指示 → micropython-scronパッケージの解説によると、このパッケージのライセンスは何ですか。

抜粋 →
4. 1 micropython-scronパッケージについて
micropython-scron
パッケージでは、定期的に実行したいジョブがあるときに、複数の曜日、時間(時、分、秒)を設定して、そのジョブを行う関数やメソッドの実行を予約することができます。
「CRON」という、macOSやLinuxなどUNIX系のシステムで用意されているジョブを自動的に実行するためのプロセスがあり、それを参考にして作成されています。また、ライセンスは「GNU Affero General Public License」です。
インストールすると、scron
というディレクトリが自動作成され、その中にweek.py
というファイルがあります。
このファイルに定義されているsimple_cron
オブジェクトがもつ、add()
メソッドで関数やメソッドを実行するスケジュールを設定し、run()
メソッドでプロセスを開始します。
【 利用例 】
from scron.week import simple_cron
# 定期的に実行する関数
def callback_func(scron_obj, callback_name, pointer, memory):
pass
# scron_objには、simple_cronオブジェクトが渡される
# callback_nameは、add関数の引数に渡した"callback_name"が渡される
# pointerは呼び出された曜日と時刻を表すタプル(曜日, 時, 分, 秒)が渡される
# memoryは辞書型のオブジェクトで次に呼び出されたときにも同じオブジェクトが
# 渡されるため、実行の履歴などを共有することができる
simple_cron.add(
"callback_name", # この処理に設定する名前
callback_func, # 実行する関数またはメソッド
weekdays=range(0, 7), # 曜日(月:1 ~ 日:7)整数またはシーケンスなデータ型で指定
hours=range(0, 24), # 時(0 ~ 23)整数またはシーケンスなデータ型で指定
minutes=range(0, 60), # 分(0 ~ 59)整数またはシーケンスなデータ型で指定
seconds=range(0, 60) # 秒(0 ~ 59)整数またはシーケンスなデータ型で指定
)

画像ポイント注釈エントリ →
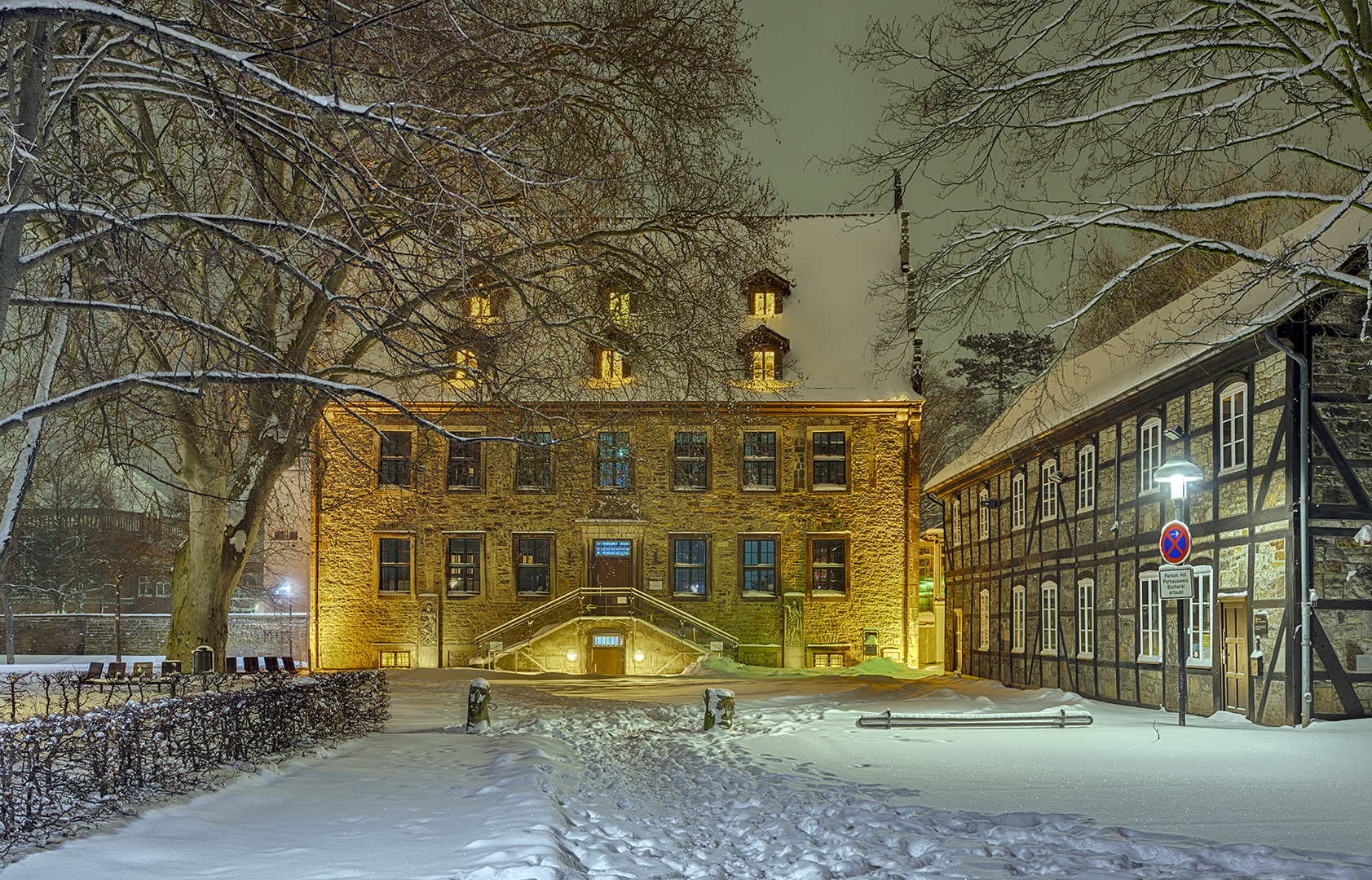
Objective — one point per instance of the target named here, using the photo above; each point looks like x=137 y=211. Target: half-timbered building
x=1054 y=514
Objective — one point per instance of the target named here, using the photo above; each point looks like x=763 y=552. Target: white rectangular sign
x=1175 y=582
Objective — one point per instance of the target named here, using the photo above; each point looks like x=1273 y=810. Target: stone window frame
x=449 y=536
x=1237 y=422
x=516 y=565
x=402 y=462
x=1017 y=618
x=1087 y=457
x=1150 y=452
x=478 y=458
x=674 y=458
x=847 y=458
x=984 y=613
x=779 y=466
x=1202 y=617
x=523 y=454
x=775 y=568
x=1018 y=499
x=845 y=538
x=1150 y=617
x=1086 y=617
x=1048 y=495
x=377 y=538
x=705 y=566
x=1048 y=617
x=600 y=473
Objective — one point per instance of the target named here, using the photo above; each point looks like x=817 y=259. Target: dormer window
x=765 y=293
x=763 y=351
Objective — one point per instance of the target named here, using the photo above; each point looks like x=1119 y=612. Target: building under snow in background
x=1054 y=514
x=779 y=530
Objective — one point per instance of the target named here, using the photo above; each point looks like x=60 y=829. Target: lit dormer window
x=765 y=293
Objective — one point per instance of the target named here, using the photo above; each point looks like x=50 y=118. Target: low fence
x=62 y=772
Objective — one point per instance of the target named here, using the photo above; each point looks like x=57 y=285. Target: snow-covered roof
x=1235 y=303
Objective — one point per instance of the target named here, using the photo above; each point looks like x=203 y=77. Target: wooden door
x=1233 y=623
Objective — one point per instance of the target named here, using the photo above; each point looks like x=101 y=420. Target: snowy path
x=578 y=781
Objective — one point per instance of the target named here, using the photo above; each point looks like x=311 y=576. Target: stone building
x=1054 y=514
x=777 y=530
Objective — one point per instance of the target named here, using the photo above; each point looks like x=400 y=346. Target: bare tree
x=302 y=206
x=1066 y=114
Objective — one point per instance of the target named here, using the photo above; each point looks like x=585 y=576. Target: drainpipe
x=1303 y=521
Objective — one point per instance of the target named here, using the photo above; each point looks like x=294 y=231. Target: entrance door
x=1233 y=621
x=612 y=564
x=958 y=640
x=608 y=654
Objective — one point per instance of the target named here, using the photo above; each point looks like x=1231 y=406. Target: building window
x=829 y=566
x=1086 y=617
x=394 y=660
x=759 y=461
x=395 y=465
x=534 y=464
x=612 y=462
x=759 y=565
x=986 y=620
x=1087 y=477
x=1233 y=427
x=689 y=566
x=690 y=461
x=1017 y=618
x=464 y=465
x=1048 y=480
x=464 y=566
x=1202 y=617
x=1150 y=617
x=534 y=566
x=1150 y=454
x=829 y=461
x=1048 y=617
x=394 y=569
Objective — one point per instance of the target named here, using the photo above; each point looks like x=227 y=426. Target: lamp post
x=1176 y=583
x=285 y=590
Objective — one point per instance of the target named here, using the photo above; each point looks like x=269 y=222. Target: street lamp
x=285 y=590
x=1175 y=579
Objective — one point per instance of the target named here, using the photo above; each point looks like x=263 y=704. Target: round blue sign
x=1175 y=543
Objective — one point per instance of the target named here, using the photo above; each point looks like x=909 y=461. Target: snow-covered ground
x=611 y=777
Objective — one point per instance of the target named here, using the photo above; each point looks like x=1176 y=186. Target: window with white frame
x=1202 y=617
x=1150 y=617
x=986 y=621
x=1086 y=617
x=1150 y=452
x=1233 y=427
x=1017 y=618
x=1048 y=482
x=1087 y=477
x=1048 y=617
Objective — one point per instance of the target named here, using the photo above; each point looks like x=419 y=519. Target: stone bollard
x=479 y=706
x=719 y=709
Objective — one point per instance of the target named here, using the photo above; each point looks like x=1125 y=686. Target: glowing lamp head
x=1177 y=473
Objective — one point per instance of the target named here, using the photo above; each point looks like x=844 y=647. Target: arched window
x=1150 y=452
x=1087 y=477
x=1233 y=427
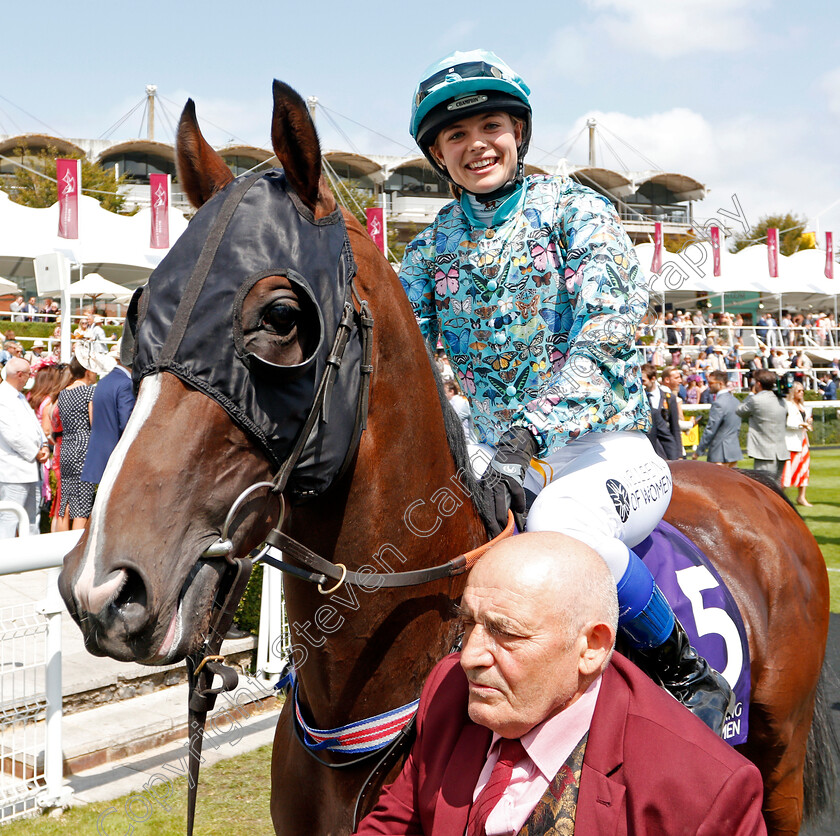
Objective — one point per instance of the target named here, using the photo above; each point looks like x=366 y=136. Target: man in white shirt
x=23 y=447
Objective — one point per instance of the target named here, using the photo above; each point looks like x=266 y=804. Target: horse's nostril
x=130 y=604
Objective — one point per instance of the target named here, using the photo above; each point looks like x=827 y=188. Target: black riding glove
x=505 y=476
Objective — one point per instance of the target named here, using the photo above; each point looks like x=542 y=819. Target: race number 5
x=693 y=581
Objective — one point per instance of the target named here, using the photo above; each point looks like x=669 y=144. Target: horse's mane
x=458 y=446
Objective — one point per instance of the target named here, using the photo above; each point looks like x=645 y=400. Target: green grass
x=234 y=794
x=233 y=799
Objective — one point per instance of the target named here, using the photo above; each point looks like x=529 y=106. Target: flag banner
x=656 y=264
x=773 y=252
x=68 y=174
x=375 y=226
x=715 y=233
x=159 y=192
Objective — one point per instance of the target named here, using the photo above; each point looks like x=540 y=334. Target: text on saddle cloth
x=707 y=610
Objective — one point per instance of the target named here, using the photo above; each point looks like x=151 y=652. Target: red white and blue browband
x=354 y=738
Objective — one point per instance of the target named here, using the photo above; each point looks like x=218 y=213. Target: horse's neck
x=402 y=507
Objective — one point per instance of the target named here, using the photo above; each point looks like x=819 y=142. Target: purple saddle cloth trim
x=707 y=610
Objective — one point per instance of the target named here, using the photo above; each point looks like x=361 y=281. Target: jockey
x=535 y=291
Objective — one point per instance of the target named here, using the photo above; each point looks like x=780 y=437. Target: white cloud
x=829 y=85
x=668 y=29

解答 → GNU Affero General Public Licenseです。